### [Data entries]
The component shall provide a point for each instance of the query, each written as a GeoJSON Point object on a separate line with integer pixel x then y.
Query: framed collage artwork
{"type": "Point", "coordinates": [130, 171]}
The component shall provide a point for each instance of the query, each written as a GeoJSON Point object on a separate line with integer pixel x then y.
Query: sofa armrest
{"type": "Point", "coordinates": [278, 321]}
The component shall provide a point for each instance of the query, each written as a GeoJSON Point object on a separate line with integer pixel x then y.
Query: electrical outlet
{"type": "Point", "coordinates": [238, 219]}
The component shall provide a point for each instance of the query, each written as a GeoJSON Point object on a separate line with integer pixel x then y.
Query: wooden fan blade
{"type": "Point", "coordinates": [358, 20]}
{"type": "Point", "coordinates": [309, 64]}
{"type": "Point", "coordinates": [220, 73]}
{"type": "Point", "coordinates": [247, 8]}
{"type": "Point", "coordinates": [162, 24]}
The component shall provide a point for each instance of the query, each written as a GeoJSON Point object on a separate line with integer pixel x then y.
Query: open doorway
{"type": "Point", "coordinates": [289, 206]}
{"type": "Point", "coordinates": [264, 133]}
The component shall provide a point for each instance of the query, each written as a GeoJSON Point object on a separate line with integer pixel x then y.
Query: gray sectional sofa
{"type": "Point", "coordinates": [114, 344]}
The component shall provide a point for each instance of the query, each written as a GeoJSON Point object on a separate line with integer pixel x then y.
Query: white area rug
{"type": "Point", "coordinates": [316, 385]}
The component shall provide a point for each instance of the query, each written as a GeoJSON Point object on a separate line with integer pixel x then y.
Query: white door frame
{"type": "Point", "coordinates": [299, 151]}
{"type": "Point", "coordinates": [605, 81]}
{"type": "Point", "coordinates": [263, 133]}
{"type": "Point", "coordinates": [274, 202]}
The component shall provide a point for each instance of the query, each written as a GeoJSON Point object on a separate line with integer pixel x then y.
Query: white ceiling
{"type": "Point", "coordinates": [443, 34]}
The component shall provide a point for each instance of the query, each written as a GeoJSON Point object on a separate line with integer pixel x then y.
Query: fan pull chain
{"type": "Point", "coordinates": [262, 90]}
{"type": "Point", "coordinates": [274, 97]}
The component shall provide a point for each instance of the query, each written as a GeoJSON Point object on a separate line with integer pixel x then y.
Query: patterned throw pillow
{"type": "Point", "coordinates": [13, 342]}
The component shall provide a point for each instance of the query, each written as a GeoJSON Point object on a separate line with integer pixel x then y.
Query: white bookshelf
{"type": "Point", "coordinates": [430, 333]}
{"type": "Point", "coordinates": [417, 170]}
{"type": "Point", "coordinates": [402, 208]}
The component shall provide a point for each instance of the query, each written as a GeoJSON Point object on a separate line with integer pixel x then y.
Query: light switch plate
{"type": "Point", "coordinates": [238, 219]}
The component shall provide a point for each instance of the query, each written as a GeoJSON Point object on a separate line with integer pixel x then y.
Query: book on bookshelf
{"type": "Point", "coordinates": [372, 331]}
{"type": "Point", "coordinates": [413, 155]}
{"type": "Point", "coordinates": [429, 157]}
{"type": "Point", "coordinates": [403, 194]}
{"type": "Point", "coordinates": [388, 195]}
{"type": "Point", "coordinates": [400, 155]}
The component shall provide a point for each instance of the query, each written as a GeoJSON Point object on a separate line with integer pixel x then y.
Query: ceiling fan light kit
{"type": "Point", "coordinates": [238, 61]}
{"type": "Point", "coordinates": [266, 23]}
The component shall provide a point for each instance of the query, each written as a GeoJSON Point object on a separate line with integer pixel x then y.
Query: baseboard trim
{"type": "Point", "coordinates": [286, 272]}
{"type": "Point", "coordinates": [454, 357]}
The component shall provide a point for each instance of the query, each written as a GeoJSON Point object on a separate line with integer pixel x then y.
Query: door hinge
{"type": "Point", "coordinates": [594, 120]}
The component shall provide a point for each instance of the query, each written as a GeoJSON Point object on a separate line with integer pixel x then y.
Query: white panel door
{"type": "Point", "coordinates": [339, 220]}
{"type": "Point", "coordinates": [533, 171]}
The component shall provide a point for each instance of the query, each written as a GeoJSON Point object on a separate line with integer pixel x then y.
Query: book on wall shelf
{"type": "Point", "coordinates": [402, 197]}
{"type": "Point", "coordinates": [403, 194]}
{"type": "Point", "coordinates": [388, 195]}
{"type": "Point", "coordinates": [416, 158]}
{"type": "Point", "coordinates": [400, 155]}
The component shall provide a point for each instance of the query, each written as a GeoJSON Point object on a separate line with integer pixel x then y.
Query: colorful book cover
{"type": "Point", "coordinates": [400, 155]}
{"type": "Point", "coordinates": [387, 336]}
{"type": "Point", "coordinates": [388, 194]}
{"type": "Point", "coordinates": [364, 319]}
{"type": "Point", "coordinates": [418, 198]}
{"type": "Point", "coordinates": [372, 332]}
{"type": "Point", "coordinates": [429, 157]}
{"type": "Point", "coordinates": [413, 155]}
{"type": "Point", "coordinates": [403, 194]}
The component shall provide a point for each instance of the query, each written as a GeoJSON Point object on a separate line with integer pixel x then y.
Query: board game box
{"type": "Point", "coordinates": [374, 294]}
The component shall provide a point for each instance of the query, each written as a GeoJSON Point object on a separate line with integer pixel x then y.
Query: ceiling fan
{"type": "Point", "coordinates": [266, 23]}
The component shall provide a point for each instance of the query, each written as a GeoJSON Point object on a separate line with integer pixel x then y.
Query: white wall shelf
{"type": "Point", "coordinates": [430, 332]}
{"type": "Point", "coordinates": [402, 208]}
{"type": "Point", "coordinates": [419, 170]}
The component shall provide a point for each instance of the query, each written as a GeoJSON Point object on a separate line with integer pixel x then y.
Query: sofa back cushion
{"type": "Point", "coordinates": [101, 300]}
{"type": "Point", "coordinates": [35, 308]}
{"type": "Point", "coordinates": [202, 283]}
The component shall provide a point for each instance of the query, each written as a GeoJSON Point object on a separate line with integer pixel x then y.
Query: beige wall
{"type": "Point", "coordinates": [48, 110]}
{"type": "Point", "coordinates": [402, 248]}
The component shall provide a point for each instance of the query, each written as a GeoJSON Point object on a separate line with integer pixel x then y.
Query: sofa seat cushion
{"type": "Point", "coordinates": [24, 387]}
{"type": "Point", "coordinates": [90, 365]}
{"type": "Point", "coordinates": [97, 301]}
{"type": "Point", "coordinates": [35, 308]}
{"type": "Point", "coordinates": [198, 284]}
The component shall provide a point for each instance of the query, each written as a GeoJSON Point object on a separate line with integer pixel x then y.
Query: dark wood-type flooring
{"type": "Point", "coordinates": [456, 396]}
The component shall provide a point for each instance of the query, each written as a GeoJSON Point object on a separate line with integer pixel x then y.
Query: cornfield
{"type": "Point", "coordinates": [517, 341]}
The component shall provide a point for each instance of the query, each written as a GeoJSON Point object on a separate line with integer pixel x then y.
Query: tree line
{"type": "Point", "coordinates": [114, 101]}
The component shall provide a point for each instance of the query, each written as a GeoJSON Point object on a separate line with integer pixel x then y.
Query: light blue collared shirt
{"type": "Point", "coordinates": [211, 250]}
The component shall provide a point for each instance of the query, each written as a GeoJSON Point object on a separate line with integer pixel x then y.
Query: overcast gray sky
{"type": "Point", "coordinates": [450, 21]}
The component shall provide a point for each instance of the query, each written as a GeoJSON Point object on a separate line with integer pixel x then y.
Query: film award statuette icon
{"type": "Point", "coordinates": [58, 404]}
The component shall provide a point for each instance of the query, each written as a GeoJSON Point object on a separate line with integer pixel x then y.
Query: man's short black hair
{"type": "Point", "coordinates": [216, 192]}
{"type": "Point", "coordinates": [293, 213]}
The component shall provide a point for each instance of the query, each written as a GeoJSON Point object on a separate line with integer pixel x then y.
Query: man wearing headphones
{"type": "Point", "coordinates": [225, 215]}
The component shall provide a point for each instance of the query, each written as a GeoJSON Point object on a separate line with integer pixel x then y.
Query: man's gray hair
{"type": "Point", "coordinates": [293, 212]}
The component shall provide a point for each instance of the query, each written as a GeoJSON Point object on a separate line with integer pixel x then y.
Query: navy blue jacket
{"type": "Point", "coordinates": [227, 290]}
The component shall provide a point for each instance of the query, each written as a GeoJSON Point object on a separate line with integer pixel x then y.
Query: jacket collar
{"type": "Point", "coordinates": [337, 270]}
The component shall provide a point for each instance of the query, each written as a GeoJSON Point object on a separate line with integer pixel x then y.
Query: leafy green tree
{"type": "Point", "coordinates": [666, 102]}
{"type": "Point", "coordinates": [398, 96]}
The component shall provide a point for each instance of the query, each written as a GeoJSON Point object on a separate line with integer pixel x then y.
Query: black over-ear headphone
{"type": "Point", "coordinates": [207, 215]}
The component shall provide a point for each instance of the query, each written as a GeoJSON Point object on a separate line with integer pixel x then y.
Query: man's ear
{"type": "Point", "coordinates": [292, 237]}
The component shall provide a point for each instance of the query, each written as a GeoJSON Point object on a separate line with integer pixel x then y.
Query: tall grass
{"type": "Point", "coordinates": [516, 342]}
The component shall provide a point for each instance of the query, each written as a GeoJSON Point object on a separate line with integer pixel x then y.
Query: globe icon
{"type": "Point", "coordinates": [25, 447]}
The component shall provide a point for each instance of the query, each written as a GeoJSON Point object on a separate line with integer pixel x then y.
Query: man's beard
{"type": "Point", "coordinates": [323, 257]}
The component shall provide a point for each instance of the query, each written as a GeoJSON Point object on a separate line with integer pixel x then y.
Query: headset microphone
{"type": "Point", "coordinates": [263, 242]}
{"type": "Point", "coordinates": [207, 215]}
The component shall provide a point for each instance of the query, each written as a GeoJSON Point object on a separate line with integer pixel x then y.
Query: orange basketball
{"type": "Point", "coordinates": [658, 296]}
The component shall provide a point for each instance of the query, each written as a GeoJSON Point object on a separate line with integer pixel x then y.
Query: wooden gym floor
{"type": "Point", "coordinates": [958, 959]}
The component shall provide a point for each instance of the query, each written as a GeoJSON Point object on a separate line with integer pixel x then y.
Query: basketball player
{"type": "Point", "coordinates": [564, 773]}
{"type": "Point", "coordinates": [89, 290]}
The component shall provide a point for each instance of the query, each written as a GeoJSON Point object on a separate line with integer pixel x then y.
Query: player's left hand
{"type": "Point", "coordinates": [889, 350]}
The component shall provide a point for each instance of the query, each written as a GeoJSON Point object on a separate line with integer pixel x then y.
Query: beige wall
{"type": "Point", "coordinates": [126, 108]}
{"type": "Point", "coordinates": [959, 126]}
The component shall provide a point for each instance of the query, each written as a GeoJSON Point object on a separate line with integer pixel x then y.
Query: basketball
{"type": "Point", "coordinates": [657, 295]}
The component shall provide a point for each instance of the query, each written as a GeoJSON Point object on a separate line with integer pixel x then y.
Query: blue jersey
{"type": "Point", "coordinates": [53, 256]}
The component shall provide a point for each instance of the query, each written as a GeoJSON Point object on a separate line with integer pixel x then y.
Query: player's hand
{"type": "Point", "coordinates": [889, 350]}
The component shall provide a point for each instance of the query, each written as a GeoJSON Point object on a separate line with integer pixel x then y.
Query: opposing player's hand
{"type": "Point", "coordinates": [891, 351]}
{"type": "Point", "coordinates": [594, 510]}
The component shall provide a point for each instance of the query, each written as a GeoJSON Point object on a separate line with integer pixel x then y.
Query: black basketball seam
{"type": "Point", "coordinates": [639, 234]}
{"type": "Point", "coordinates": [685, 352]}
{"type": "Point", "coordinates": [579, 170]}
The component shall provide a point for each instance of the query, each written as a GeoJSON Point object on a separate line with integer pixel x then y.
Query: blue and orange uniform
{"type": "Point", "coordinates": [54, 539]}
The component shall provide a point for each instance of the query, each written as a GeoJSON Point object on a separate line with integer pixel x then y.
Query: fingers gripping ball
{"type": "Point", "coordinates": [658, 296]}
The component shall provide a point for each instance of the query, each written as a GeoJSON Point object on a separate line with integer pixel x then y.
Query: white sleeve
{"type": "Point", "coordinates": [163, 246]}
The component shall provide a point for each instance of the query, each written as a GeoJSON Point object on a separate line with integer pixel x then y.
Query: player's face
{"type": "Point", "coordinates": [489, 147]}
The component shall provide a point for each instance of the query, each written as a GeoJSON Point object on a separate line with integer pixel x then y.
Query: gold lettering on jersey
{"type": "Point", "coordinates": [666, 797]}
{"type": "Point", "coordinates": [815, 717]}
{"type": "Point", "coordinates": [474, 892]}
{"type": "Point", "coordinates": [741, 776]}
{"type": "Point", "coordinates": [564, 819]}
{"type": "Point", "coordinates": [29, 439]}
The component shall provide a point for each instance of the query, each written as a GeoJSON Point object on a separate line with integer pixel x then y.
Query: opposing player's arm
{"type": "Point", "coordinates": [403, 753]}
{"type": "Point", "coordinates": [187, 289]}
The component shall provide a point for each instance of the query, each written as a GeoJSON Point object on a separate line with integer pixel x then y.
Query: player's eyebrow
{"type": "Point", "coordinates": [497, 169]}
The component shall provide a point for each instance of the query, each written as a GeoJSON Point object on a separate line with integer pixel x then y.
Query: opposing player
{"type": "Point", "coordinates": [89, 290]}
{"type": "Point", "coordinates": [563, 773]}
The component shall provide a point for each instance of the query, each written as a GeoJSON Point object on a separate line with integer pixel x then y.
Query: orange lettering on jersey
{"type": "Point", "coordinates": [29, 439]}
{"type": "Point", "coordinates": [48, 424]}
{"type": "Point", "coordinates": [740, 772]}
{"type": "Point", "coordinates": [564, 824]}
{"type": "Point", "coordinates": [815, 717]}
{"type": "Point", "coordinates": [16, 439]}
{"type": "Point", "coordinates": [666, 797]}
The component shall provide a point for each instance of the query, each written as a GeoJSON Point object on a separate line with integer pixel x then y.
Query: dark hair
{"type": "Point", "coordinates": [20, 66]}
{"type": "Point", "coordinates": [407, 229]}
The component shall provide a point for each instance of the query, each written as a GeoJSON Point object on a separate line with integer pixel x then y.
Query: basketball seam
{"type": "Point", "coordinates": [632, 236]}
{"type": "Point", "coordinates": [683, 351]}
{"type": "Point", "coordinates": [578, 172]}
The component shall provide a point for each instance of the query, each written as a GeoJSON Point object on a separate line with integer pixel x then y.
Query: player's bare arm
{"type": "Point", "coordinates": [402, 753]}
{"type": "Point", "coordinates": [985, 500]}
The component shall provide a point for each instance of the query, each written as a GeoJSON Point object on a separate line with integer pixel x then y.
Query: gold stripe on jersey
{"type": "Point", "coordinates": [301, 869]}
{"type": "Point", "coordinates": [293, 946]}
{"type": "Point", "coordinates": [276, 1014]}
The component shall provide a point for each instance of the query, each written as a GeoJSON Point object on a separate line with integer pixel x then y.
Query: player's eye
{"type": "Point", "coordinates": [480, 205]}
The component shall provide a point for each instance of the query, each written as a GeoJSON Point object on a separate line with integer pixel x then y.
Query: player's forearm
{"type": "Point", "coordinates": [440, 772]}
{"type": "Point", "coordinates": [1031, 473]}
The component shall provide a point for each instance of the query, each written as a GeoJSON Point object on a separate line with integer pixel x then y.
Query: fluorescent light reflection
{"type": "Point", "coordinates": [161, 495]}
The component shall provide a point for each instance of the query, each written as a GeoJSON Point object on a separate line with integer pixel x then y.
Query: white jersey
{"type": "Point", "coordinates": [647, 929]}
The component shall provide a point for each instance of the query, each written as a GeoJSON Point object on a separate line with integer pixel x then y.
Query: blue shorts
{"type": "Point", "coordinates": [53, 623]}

### [What is expected]
Pull out every line in the records above that contains the string "lettering". Case counts.

### [Result]
Query: gold lettering on jersey
Query: orange lettering on jersey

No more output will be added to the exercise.